■ **WORK TO BE COMPLETED**
Set down a word-for-word copy of the data below, limited to the lines from the first through the line with "Please indicate the rocky".

GIVEN INFORMATION Block Start

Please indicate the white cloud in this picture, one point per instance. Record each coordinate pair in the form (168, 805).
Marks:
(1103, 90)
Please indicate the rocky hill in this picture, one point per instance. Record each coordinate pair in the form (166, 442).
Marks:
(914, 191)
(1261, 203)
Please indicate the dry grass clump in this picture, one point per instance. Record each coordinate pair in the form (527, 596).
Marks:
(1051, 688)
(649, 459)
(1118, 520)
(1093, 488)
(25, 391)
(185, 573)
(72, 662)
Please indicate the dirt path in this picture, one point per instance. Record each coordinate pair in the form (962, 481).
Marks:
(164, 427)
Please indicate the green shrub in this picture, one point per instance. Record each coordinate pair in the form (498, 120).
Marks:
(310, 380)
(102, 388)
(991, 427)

GIVEN INFORMATION Block End

■ **OUTPUT FOR THIS EXERCISE**
Please indicate the white cloud in this picture, one point per instance. Record each coordinate pair in the form (168, 805).
Marks:
(1103, 90)
Please indicate the rocky hill in this picture, one point per instance. Record each coordinate pair in the form (166, 442).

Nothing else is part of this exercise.